Sehen Sie konkret Bereiche, in denen sich etwas zum Positiven verändert hat?

Die Erkenntnis und die Bereitschaft der Kommunen, die Aufenthalts- und Gestaltungsqualität der Innenstädte zu verbessern, ist erkennbar gestiegen. Gleichzeitig auch die Bereitschaft und Notwendigkeit von gemeinsamen Aktivitäten innerhalb einer Handelsgemeinschaft, um seinen örtlichen Einzelhandelsmarkt zu stärken. Und schließlich auch, die Attraktivität der einzelnen Geschäfte zu stärken.

Welche Probleme des heimischen Einzelhandels bestehen weiterhin?

Es bleibt ein verschärfter Wettbewerb der verschiedenen Handelsformen: Kaufhäuser, Shopping-Center, Grüne Wiese, Großflächen, kleiner individueller Einzelhandel, Versandhandel, Factory-Outlet, Onlinehandel. Den gab es immer, aber dieser Wettbewerb ist intensiver geworden. Problematisch bleibt die häufige Situation, kapitalstarker Großanbieter – das kann auch der Onlinehändler sein – gegen den kleineren, weniger kapitalstarken Einzelhändler. Der hat dann aber seine Individualität und seine Charme bildende Funktion für eine Innenstadt dagegenzusetzen.

Haben Sie ein anderes Kunden- und Kaufverhalten feststellen können?

Handel muss heute bequem und komfortabel sein. Komplizierte oder schlechte Erreichbarkeiten, künstliche Behinderungen des Individualverkehrs und Vernachlässigung eines gut funktionierenden öffentlichen Nahverkehrs oder Fahrradverkehrs werden nicht mehr akzeptiert. Der Kunde orientiert sich dorthin, wo er am ehesten ein gutes Angebot in einer angenehmen Atmosphäre in einer bequemen Erreichbarkeit vorfindet. Das bedeutet: Nicht nur Handelsformen, sondern auch Handelsstandorte sind ernsthafte Konkurrenten. Das ist der oft zitierte Wettbewerb der Städte und der Regionen. Eine Chance auch für die kleineren Städte ist: Qualität vor Größe.

Hat der Einzelhandel sein Engagement in jüngster Zeit in neue Bahnen gelenkt?

→ **ERFASSTE DATEN**:
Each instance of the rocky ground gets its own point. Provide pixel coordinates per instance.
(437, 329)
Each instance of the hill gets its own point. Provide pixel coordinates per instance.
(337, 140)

→ **AUFGABEN**:
#1 Beantworten Sie anhand des Textauszugs:
(a) Was ist bei den Kommunen erkennbar gestiegen?
(b) Was kann der kleinere Einzelhändler dem kapitalstarken Großanbieter entgegensetzen?
(c) Welche Chance wird für die kleineren Städte genannt?
#2 Nennen Sie bitte alle Handelsformen, die der Textauszug beim verschärften Wettbewerb aufzählt.

→ **SCHRIFTLICHE ANTWORTEN**:
#1
(a) Die Erkenntnis und die Bereitschaft, die Aufenthalts- und Gestaltungsqualität der Innenstädte zu verbessern.
(b) Seine Individualität und seine Charme bildende Funktion für eine Innenstadt.
(c) Qualität vor Größe.

#2 Kaufhäuser, Shopping-Center, Grüne Wiese, Großflächen, kleiner individueller Einzelhandel, Versandhandel, Factory-Outlet, Onlinehandel